Count the lines in the rows below that contain the string "stripe", and give only that number.

**RECORDS TO USE:**
§
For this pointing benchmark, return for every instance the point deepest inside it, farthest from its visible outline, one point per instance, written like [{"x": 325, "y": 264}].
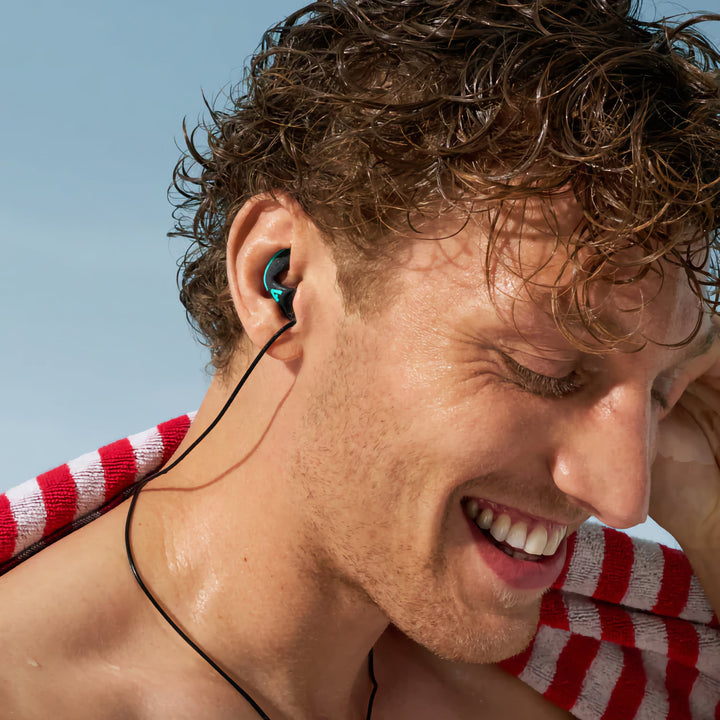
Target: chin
§
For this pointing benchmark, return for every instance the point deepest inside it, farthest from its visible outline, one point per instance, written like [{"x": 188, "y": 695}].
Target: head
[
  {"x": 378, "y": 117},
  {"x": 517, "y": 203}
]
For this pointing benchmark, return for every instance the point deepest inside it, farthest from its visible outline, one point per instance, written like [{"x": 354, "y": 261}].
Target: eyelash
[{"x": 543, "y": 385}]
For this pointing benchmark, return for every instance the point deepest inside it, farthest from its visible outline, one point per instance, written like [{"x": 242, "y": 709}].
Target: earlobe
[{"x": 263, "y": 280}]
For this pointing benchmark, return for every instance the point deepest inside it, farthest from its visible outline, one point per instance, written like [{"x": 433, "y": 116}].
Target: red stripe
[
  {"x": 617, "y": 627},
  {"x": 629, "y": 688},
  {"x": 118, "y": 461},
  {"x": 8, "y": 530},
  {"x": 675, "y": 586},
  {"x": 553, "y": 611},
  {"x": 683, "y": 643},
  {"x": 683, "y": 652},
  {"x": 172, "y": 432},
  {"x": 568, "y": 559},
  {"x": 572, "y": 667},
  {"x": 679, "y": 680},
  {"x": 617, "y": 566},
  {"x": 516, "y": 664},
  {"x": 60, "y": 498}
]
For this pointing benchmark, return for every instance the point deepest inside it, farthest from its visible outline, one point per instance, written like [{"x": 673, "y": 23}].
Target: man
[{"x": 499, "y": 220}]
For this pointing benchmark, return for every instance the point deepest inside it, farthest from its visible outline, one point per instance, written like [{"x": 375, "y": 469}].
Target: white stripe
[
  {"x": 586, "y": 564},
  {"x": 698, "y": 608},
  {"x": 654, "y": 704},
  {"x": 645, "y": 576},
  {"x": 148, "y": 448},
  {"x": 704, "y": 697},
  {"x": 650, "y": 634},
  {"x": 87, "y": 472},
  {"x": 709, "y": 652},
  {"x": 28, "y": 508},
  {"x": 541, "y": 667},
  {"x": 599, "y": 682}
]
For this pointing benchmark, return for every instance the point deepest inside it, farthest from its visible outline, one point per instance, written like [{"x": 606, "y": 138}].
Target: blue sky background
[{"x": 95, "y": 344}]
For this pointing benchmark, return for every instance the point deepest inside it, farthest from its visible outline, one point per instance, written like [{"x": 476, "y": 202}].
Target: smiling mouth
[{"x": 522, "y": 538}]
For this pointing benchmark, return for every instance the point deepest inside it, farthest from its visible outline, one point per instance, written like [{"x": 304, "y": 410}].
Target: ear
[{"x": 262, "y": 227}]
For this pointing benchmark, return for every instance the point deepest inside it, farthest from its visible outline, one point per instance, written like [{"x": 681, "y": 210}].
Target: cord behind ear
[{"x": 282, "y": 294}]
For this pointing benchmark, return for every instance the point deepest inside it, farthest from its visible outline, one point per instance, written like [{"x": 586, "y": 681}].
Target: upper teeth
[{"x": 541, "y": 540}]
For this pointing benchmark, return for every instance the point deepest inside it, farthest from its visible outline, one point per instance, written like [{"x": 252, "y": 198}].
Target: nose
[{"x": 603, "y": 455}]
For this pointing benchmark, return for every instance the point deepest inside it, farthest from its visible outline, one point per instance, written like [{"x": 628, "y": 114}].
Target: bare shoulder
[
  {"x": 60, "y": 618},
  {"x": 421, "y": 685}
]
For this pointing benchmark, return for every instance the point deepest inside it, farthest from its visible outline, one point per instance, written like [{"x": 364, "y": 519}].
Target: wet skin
§
**EXERCISE RESPONSE:** 2